**Action item:** Reproduce the entries that follow verbatim, down to the final line.

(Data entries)
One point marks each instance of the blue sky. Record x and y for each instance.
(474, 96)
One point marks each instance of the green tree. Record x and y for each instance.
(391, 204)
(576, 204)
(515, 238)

**Result of the exercise:**
One point marks each instance of the blue sky. Record x and y for each instance.
(474, 96)
One point marks each instance of the green tree. Record x and y for each instance.
(391, 204)
(576, 204)
(515, 238)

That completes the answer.